WORK INSTRUCTIONS:
Print every one of the following entries again word for word, changing nothing.

------------------------------------

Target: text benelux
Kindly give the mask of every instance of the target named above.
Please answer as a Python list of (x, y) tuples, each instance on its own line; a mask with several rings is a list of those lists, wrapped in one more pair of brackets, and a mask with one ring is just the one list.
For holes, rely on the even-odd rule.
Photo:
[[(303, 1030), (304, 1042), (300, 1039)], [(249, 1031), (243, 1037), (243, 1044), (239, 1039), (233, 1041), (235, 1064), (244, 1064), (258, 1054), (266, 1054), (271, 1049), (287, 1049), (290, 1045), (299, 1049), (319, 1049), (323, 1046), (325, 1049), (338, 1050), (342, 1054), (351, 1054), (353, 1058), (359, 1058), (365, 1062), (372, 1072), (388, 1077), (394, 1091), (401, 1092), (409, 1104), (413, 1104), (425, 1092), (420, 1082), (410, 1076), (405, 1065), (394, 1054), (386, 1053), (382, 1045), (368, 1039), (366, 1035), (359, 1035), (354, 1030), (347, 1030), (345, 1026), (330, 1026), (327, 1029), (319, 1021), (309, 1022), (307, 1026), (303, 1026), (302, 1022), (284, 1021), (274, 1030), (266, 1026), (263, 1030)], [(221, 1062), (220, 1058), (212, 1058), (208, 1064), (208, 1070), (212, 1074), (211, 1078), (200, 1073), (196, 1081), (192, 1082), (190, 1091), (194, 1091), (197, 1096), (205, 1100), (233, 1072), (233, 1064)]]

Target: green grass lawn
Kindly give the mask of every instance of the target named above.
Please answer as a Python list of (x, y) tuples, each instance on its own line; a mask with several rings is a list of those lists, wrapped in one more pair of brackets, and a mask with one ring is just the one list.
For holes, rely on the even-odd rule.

------------------------------------

FINISHED TASK:
Target: text benelux
Kindly give the mask of every instance of the target named above.
Please answer as a Python list of (x, y) tuples, each instance on its own line; a mask with several rings is a list of those lists, wrapped in one more pair of brackets, and a mask with one ring is just the one list.
For holes, rely on the even-odd rule.
Photo:
[[(303, 1030), (304, 1042), (300, 1039)], [(249, 1031), (243, 1037), (243, 1044), (239, 1039), (233, 1041), (235, 1064), (244, 1064), (258, 1054), (266, 1054), (271, 1049), (287, 1049), (290, 1045), (299, 1049), (319, 1049), (323, 1046), (325, 1049), (338, 1050), (342, 1054), (351, 1054), (353, 1058), (359, 1058), (365, 1062), (372, 1072), (388, 1077), (394, 1091), (401, 1092), (409, 1104), (413, 1104), (425, 1092), (420, 1082), (410, 1076), (405, 1065), (394, 1054), (386, 1053), (382, 1045), (368, 1039), (366, 1035), (359, 1035), (354, 1030), (347, 1030), (345, 1026), (330, 1026), (327, 1029), (319, 1021), (309, 1022), (307, 1026), (303, 1026), (302, 1022), (284, 1021), (274, 1030), (266, 1026), (263, 1030)], [(221, 1062), (220, 1058), (212, 1058), (208, 1064), (208, 1070), (212, 1074), (211, 1078), (200, 1073), (196, 1081), (192, 1082), (190, 1091), (194, 1091), (197, 1096), (205, 1100), (233, 1072), (233, 1064)]]

Target: green grass lawn
Kindly give the mask of every instance of the target named above.
Please answer as a Python list of (x, y) tuples, each instance on its own line; a mask with several rings is a list of those lists, wrapped in one more pair of brackets, and a mask with one ring is just the one list.
For holes, rely on the even-odd rule.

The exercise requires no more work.